Instructions for the task
Rescale the entries starting at the line containing "Dear assistant, the user would like the rice" and ending at the line containing "[275,201,302,224]", and give only those lines again. Keep the requests as they are, but multiply every bounding-box coordinate in the answers by 2 and round to whole numbers, rounding halves up.

....

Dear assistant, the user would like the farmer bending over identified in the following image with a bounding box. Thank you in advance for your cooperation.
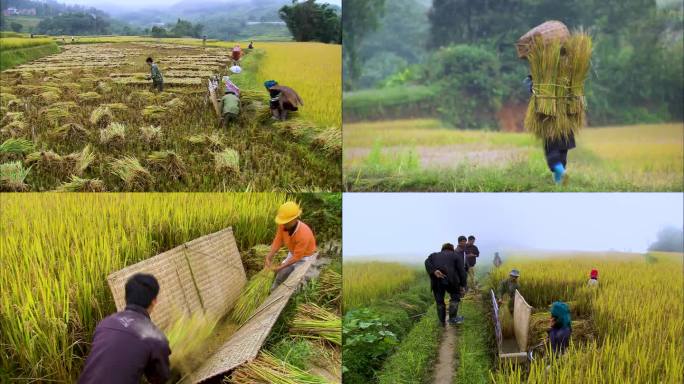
[497,269,520,313]
[465,235,480,288]
[221,90,242,128]
[425,243,466,326]
[145,57,164,92]
[264,80,304,121]
[78,273,171,384]
[264,201,316,290]
[548,301,572,355]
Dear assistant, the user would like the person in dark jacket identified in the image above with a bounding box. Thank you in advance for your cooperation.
[264,80,304,121]
[548,301,572,355]
[78,273,171,384]
[425,243,466,326]
[465,235,480,288]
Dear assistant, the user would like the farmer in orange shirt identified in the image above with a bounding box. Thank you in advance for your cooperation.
[264,201,316,290]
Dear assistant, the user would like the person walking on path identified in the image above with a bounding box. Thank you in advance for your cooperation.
[548,301,572,355]
[221,90,242,128]
[78,273,171,384]
[497,269,520,313]
[465,235,480,289]
[264,201,316,290]
[425,243,466,326]
[587,268,598,287]
[264,80,304,121]
[145,57,164,92]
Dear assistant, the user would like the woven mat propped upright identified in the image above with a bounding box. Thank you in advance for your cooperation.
[107,227,247,329]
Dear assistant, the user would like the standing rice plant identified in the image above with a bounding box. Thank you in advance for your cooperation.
[214,148,240,174]
[290,303,342,346]
[230,351,328,384]
[0,161,31,192]
[231,269,275,324]
[56,175,106,192]
[147,151,187,180]
[0,139,36,155]
[111,156,154,191]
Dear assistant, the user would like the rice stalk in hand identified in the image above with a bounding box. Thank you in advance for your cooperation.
[290,303,342,345]
[51,123,88,141]
[147,151,187,180]
[0,139,36,155]
[0,161,31,192]
[214,148,240,174]
[230,351,328,384]
[231,269,275,324]
[78,91,102,103]
[100,123,126,144]
[164,312,220,375]
[90,105,114,127]
[57,175,107,192]
[318,268,342,305]
[140,125,162,147]
[111,156,154,191]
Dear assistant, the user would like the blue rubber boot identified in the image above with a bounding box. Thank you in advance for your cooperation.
[553,163,565,184]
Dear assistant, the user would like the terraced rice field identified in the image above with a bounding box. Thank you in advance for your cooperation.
[0,42,341,191]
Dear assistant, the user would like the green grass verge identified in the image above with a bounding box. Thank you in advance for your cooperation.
[0,42,59,71]
[378,305,444,384]
[342,86,435,122]
[454,299,494,384]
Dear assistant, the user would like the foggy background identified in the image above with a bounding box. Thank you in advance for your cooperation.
[342,193,684,262]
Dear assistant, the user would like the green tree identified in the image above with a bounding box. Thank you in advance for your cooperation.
[428,44,501,128]
[278,0,341,44]
[342,0,385,90]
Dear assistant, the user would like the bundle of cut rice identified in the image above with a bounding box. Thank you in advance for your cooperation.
[525,27,591,140]
[231,269,275,324]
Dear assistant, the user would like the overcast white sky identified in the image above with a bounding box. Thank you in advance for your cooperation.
[60,0,342,9]
[342,193,684,261]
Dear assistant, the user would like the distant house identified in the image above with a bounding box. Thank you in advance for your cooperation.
[2,7,36,16]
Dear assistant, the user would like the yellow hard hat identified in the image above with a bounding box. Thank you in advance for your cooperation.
[275,201,302,224]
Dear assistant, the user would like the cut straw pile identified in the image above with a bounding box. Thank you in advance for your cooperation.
[165,312,219,375]
[290,303,342,345]
[232,269,275,324]
[525,32,592,140]
[231,351,328,384]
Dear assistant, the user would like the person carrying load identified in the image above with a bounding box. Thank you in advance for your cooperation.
[264,80,304,121]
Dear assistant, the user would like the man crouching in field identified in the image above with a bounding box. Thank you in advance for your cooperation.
[145,57,164,92]
[425,243,466,326]
[264,201,316,290]
[78,273,171,384]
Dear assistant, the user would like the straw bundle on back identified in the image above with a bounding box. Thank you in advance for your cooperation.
[525,27,591,140]
[232,269,275,324]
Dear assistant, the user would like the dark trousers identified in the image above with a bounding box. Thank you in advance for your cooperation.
[544,147,568,172]
[432,283,461,324]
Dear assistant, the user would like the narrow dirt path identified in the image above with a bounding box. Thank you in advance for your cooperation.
[432,325,457,384]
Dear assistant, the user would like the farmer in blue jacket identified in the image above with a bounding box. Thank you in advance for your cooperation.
[78,273,171,384]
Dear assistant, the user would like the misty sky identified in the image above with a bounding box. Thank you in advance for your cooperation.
[60,0,342,9]
[342,193,684,261]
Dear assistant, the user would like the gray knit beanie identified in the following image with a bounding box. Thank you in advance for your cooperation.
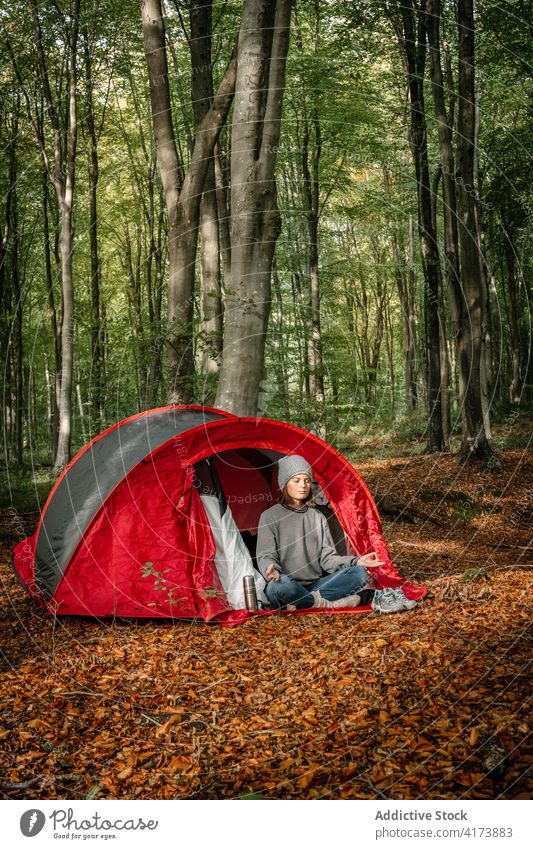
[278,454,313,489]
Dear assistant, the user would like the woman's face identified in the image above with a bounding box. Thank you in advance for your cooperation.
[287,475,311,504]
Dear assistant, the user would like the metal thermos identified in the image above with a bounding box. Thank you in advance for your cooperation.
[242,575,258,610]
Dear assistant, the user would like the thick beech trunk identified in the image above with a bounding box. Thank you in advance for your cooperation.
[216,0,291,415]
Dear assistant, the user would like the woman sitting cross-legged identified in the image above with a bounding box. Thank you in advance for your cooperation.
[257,454,415,613]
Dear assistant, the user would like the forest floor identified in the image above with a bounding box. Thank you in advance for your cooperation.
[0,424,533,799]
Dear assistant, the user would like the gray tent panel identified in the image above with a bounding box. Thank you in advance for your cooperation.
[35,409,226,600]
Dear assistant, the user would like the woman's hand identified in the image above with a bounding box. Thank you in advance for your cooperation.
[358,551,385,569]
[265,563,280,581]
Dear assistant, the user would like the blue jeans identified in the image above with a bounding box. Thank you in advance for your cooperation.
[265,566,368,610]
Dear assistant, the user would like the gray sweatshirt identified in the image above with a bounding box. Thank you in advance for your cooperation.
[257,504,354,586]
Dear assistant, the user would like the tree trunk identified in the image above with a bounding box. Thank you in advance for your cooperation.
[503,227,522,404]
[457,0,491,461]
[83,30,104,437]
[216,0,291,415]
[141,0,236,403]
[189,0,222,378]
[398,0,444,451]
[32,0,80,472]
[302,107,326,422]
[42,169,61,458]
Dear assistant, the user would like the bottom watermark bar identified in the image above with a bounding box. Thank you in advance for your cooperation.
[0,799,532,849]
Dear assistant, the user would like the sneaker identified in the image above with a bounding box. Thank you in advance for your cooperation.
[311,590,361,610]
[372,587,407,613]
[393,587,418,610]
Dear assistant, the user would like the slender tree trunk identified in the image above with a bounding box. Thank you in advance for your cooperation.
[27,0,80,472]
[42,170,61,458]
[302,103,325,420]
[189,0,222,378]
[141,0,236,403]
[272,258,290,421]
[504,227,522,404]
[83,30,104,436]
[457,0,491,461]
[398,0,444,451]
[10,151,24,468]
[216,0,291,415]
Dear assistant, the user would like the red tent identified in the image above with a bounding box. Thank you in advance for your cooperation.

....

Exercise solution
Dear assistant, the user would like the rice stalk in hand identified in the image above with a bounding box. Thank you in advance for your cooperation.
[580,606,684,690]
[102,246,176,282]
[294,302,374,360]
[0,278,72,310]
[0,322,62,384]
[428,296,480,348]
[460,702,656,768]
[462,538,550,648]
[156,182,204,206]
[200,246,252,288]
[328,624,440,750]
[180,210,228,254]
[114,350,214,384]
[636,536,684,610]
[280,250,324,294]
[222,312,308,382]
Dear assistant, the user would like the blue rubber boot identified in the image above with a bounding box. Thank you in advance for your cooperation.
[1106,326,1130,368]
Dear assistant, the user would like the terraced rice field identified in the image above with a bounding box. Thank you in advance for your cooperation.
[0,84,682,382]
Dear assistant, the user would like the green grass verge identified in the image above with a bounding box. Thank you in advance for your cooperation.
[0,84,118,142]
[756,610,888,768]
[684,172,870,244]
[908,598,988,768]
Dear assistant, the user would like the foggy background identified in the image above with a bounding box. Thank you in advance for your cooperation.
[684,386,1368,524]
Dear assistant, the user would like the green tree identified in the image above with a bounding box. Thank you in advance for your cooperation.
[856,88,1002,256]
[556,0,682,88]
[684,0,770,180]
Dear assistant, the user would like the bundle of cut rice identified in the image above with a bounding box. Thank you in advance for your cooperation.
[1050,54,1182,280]
[462,538,550,648]
Dear assistant, the user would like the overcast white sky identified in the image above with a bounding box. Thank you in advance for your cooperation.
[120,0,684,18]
[684,386,1368,522]
Dear assistant, the user would like the distant house identified in the image above with a bounding box. Thank you in advance for your cooperation.
[4,14,72,32]
Dear assistant, the user would like the yellow hard hat identified in the image above with a bounding box. Thank you in advance for your cooperation.
[550,402,604,448]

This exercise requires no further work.